Copy every one of the rows below word for word, but leave the pictures out of your copy.

[Start of Material shown]

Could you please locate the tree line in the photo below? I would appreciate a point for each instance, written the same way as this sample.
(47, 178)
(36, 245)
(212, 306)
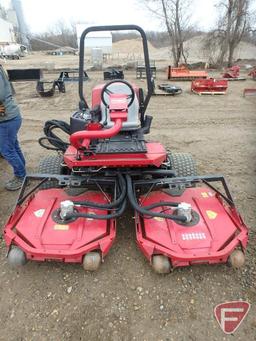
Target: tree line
(236, 21)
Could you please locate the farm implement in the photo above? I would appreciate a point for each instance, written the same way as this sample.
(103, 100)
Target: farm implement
(209, 86)
(233, 74)
(68, 211)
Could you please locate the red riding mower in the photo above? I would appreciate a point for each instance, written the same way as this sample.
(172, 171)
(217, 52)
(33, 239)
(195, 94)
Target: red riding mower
(70, 214)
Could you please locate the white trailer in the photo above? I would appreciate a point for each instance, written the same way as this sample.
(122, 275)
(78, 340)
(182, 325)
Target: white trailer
(99, 40)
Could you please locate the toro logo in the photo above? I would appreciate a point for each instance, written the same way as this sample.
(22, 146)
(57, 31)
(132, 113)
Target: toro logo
(231, 314)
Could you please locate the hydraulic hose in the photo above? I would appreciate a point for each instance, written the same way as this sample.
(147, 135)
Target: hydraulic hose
(117, 202)
(146, 211)
(53, 139)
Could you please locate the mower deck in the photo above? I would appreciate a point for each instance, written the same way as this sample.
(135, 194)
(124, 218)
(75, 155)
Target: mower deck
(215, 233)
(35, 228)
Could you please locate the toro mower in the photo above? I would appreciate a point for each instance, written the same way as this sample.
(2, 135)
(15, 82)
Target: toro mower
(70, 215)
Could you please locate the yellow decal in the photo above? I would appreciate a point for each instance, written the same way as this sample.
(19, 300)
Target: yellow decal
(211, 214)
(61, 227)
(205, 195)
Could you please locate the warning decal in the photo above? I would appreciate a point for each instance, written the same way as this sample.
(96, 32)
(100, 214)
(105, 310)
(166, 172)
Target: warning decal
(61, 227)
(211, 214)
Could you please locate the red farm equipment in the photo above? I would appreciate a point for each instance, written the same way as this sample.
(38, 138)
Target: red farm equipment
(209, 86)
(233, 74)
(182, 73)
(68, 212)
(252, 73)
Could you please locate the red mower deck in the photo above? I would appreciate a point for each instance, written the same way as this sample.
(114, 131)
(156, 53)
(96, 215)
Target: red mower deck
(211, 239)
(34, 230)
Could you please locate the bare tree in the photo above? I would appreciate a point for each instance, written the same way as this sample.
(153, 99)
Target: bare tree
(174, 14)
(3, 13)
(233, 23)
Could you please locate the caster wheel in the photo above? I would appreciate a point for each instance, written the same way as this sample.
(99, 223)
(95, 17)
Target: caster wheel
(161, 264)
(236, 259)
(91, 261)
(16, 257)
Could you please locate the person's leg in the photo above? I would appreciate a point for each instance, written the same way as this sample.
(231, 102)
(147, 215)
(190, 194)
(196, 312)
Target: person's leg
(19, 152)
(8, 138)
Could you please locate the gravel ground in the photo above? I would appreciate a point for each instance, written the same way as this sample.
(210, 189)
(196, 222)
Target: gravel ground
(125, 299)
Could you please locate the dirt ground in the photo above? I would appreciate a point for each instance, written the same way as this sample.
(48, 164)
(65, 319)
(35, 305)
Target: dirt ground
(125, 299)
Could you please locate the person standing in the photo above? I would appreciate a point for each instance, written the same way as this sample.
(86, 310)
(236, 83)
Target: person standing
(10, 123)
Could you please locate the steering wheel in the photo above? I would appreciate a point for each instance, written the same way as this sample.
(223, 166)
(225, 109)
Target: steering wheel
(106, 91)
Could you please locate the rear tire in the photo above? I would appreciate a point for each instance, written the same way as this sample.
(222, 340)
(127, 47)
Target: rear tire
(16, 257)
(50, 165)
(161, 264)
(183, 164)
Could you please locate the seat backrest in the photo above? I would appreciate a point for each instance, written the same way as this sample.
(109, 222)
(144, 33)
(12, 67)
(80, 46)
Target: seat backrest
(133, 121)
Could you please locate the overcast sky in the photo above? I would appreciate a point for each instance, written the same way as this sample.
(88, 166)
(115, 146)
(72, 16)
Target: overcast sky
(41, 15)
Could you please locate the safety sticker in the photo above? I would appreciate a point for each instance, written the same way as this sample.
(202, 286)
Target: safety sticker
(60, 227)
(39, 213)
(211, 214)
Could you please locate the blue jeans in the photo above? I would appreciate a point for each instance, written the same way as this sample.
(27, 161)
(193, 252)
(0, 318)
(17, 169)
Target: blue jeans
(9, 146)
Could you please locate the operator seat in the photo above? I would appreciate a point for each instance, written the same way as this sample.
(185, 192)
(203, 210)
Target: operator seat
(133, 121)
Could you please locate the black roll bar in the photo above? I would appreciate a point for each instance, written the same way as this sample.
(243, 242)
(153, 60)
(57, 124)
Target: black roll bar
(83, 104)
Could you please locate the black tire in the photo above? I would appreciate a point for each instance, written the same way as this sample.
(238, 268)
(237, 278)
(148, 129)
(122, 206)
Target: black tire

[End of Material shown]

> [Reply to the exercise]
Could you please locate the tree line in the photo below? I would appreciate a point for each instance, written the same way as this sample.
(47, 178)
(36, 245)
(212, 306)
Target: tree line
(236, 21)
Could you please locate the farm implement in the photo above? I would appreciate a point for each instance, written the same way as this sample.
(103, 100)
Target: farm implement
(209, 86)
(233, 74)
(68, 211)
Could you please locate the red riding mower in the photo above? I would appreciate a point for each instance, written the same way as this sample.
(172, 171)
(217, 52)
(33, 239)
(195, 94)
Target: red riding mower
(70, 214)
Could you please locate the white trailer in the photo above? I would appreciate a point for each instance, written the same way as this sample.
(122, 275)
(78, 340)
(182, 325)
Target: white trailer
(99, 40)
Could you please locate the toro logo in the photo above? I would appreciate a point for each instance, written the same way as this sample.
(22, 146)
(57, 31)
(132, 113)
Target: toro logo
(231, 314)
Could you please locate the hydraulic hose in the photo above? I would appreciate a point for each instance, written the same way as this sample.
(147, 135)
Target: hydraulic hose
(117, 202)
(146, 211)
(53, 139)
Could you please locate the mower deck in the photo above? I would appreciate a point for each instance, written the same way as this sample.
(135, 194)
(124, 218)
(75, 155)
Target: mower deck
(215, 233)
(35, 228)
Could you please locate the toro mower in the photo above? I would appreciate a point for each instance, written the same way as this sample.
(2, 135)
(15, 82)
Target: toro mower
(70, 215)
Could you please locate the yellow decal in the photo above? I would appreciate a point for each instance, written the same way as this sample.
(19, 300)
Target: yellow decal
(211, 214)
(61, 227)
(205, 195)
Could you please locate the warning decal in the photo above? I would appreciate a point for each instance, written the same way as this sample.
(96, 32)
(100, 214)
(105, 310)
(166, 172)
Target: warning decal
(61, 227)
(211, 214)
Could you please locate the red farm equipment in the photo above? I would appreciate a point for each instance, written the same way as this sample.
(38, 138)
Target: red farm equipment
(209, 86)
(233, 74)
(182, 73)
(68, 212)
(252, 73)
Could you please locate the red mower deck in the photo above? I would appreciate a point for each instance, written the same way as this sample.
(114, 131)
(156, 53)
(96, 215)
Target: red mower deck
(211, 239)
(34, 230)
Could you please locate the bare tree in the photo above? I would appreciate a point for each instance, written the same way as this sample.
(153, 99)
Target: bare tree
(174, 14)
(3, 13)
(233, 23)
Could you please locate the caster wheel in the photo above? I would appreciate a point for each instance, written the same way as this sample.
(99, 223)
(95, 17)
Target: caster wheel
(161, 264)
(236, 259)
(91, 261)
(16, 257)
Could you please locate the person's leg in the photo above? I would appreciate a point for each instance, written the same way as this sample.
(231, 102)
(147, 215)
(190, 194)
(196, 312)
Target: person's leg
(19, 152)
(8, 138)
Could you please locate the gravel ground in the photo above? I would appreciate a point for each instance, written the same way as this sample.
(210, 189)
(196, 222)
Target: gravel ground
(125, 299)
Could you please locate the dirt ground in the photo above? I would appreciate a point for each instance, written the same way as this sample.
(48, 164)
(65, 319)
(35, 305)
Target: dirt ground
(125, 299)
Could you please locate the person standing in the photo above? I would appreciate a point for each instance, written the same way as this sample.
(86, 310)
(236, 83)
Target: person standing
(10, 123)
Could you please locate the steering wheel in the photo above? I would appreciate a point for each instance, written the same way as this sample.
(223, 166)
(225, 109)
Target: steering wheel
(106, 91)
Could you please locate the rear tire in the photo above? I would appreciate a point for each instance, written the same way as this sample.
(222, 340)
(127, 47)
Target: rear tire
(16, 257)
(50, 165)
(161, 264)
(183, 164)
Could you please locate the seat backrest in the photo above? I would appreciate a point for each instance, written the same way as this sample.
(109, 222)
(144, 33)
(12, 67)
(80, 46)
Target: seat backrest
(133, 121)
Could you please locate the overcast sky in the photo above? I would appreciate a point for each instance, written the same way as this sample.
(88, 166)
(115, 146)
(72, 16)
Target: overcast sky
(41, 15)
Could you please locate the safety sticker in the photo above? I would appreciate a point for each instance, written the same way as this sample.
(202, 286)
Target: safety sticker
(60, 227)
(39, 213)
(211, 214)
Could you please locate the blue jeans in the photo above? I would appreciate a point for each instance, written the same way as this sample.
(27, 161)
(193, 252)
(0, 318)
(17, 169)
Target: blue jeans
(9, 146)
Could you please locate the operator seat in the photo above? I would appreciate a point for each instance, written the same way as this sample.
(185, 192)
(203, 210)
Target: operator seat
(133, 121)
Could you please locate the black roll bar in the photo above? I would appreciate a point for each instance, written the same way as this sample.
(243, 242)
(153, 60)
(57, 124)
Target: black roll bar
(83, 104)
Could you please locate the black tire in the photo above? I would appreciate a point for each instance, written the same way as this sample.
(238, 268)
(237, 278)
(148, 129)
(122, 206)
Target: black tire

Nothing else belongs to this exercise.